=== Text shown ===

How to align your generosity with a tax-efficient financial planning strategy
Charitable giving is one of the most personal decisions in a financial plan. The organizations you support and the causes you believe in reflect who you are. Giving is also a financial planning tool, and when done strategically, it can create meaningful tax efficiencies that allow you to give more over time without a corresponding increase in cost to you.
Whether you are just beginning to think about how to incorporate philanthropy into your financial life, looking to give more effectively in retirement, or curious about vehicles like donor-advised funds, this post covers the basics: where to start, how different strategies actually work, and where your financial advisor fits into the picture.
Where Do You Start?
The first question is not which strategy to use, it’s to determine what you actually care about and want to support with your hard-earned dollars. Before any structure or tax planning enters the conversation, it’s worth taking inventory of the organizations and causes that matter most to you, and being honest about the level of ongoing engagement you want.
Some clients want to give regularly to a short list of organizations they know well. Others want flexibility to respond to needs as they arise, or to involve children or grandchildren in a family giving tradition. Others give substantially in a single high-income year and then distribute that giving over time. The right approach depends on your personal situation.
What to Look for in a Nonprofit
Once you know where you want to give, it pays to do a small amount of due diligence. The most important factor is transparency. A well-run organization will clearly communicate how donations are used, what percentage goes to programs versus administrative costs, and how it measures its own impact.
A few things worth checking before you give:
- Does the organization file a Form 990 publicly? This document discloses financials, compensation, and governance, and it is publicly searchable through resources like Charity Navigatoror GuideStar.
- What percentage of funds goes directly to the organization’s main mission? There is no universal standard, but transparency about how funds are used matters more than any specific ratio.
- Is the organization registered as a 501(c)(3)? Contributions to qualifying organizations are generally tax-deductible. Confirm status before giving if a tax benefit matters to your plan.
- Does the organization’s leadership communicate transparently about both successes and challenges? Organizations that are honest about what is and is not working tend to be ones worth trusting with a sustained commitment.
The last point tends to be the most telling. A willingness to be honest about limitations and setbacks is frequently a better indicator of organizational integrity than polished public-facing materials.
Giving Strategies Worth Knowing
Once you are clear on where you want to give, the question becomes how. The method you use can significantly affect both the tax impact on you and the amount the organization ultimately receives.
Cash Giving
The most straightforward approach, cash donations to qualifying 501(c)(3) organizations are generally deductible up to 60 percent of your adjusted gross income (AGI) in a given year. For many donors, this is perfectly sufficient, though it is not always the most efficient path.
Donating Appreciated Assets
If you hold stock or other appreciated assets that have grown significantly in value, donating those assets directly to a charity rather than selling them first can be a more effective strategy than giving cash.
Here’s why: when you sell an appreciated asset, you may owe capital gains tax on the difference between what you paid and what it is worth today. But when you donate the asset directly, you avoid that tax event entirely. You receive a deduction for the full fair market value of the asset, and the charity receives the full value as well. Both sides benefit from the gain you would otherwise have shared with the IRS.

=== Dataset extract ===

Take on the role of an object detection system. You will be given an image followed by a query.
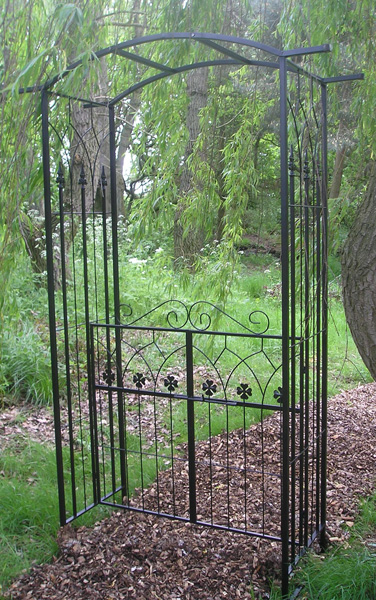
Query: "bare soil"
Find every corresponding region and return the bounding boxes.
[0,383,376,600]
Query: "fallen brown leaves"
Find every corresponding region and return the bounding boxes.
[0,384,376,600]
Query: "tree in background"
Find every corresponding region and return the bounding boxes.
[0,0,376,376]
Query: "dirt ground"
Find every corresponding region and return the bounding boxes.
[0,383,376,600]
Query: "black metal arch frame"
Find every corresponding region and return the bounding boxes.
[33,32,363,597]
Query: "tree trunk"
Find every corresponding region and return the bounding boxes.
[342,157,376,379]
[329,144,347,198]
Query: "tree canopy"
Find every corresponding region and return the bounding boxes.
[0,0,376,376]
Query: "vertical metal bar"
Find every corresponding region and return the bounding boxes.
[41,90,66,525]
[304,150,310,546]
[315,156,322,531]
[108,106,128,495]
[89,324,101,504]
[101,167,116,490]
[279,57,290,597]
[78,166,99,504]
[320,84,328,547]
[289,146,297,562]
[56,163,77,515]
[185,331,197,523]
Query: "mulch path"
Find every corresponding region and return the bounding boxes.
[0,383,376,600]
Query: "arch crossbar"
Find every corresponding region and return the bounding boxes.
[33,32,362,597]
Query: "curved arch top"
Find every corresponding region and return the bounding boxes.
[41,32,330,105]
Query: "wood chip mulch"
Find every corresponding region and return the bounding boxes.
[1,383,376,600]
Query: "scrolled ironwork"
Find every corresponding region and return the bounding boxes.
[248,310,270,335]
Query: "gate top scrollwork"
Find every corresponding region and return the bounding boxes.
[121,300,270,336]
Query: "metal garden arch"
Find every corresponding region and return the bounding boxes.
[33,33,361,596]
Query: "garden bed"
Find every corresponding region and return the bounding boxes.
[0,383,376,600]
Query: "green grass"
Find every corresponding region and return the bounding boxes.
[0,246,375,600]
[0,438,113,596]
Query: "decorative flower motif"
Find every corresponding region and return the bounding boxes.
[133,373,145,390]
[102,369,115,385]
[164,375,179,392]
[202,379,217,398]
[236,383,252,400]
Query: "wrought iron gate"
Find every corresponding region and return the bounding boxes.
[34,33,360,595]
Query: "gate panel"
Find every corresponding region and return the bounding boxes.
[91,301,281,539]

===

Write the next part of the article on tax-efficient charitable giving, beginning after its final sentence.

Answer to the exercise:
The same logic applies to real estate and other non-cash assets, though these involve additional complexity: appraisals, timing considerations, and in some cases coordination with estate planning. If you are considering a non-cash gift of any significance, your advisor and tax professional should both be in the conversation.
Donor-advised Funds
A donor-advised fund (DAF) is one of the most flexible and tax-efficient giving vehicles available to individual donors. Think of it as a charitable investment account: you contribute assets to the fund, receive an immediate tax deduction, and then recommend grants to your chosen charities over time.
The separation between the contribution and the actual distribution is the key advantage. In a year when your income is unusually high, such as a business sale, a large bonus, or a Roth conversion, you can fund a DAF substantially and capture the full deduction in that year, then distribute to charities over the following months or years on your own timeline.
Assets in the DAF can also be invested and grow tax-free while you decide how and when to distribute them. Over a multi-year giving horizon, that growth can meaningfully increase the total dollars available for charity.
One important note: Contributions to a DAF are irrevocable. Once assets are in the fund, they must eventually go to charitable organizations and cannot be returned to you. For donors who are deliberate about their giving, this is generally not a concern, but it is worth understanding before funding one.
Bunching Contributions
If your charitable giving typically falls below the standard deduction threshold, you may not be capturing the greatest tax benefit from your contributions, especially if your contributions exceed $1,000 ($2,000 married filing jointly). A strategy called “bunching” addresses this: instead of giving a moderate amount each year, you contribute two or three years’ worth of giving in a single year, itemize that year, and take the standard deduction in the years in between.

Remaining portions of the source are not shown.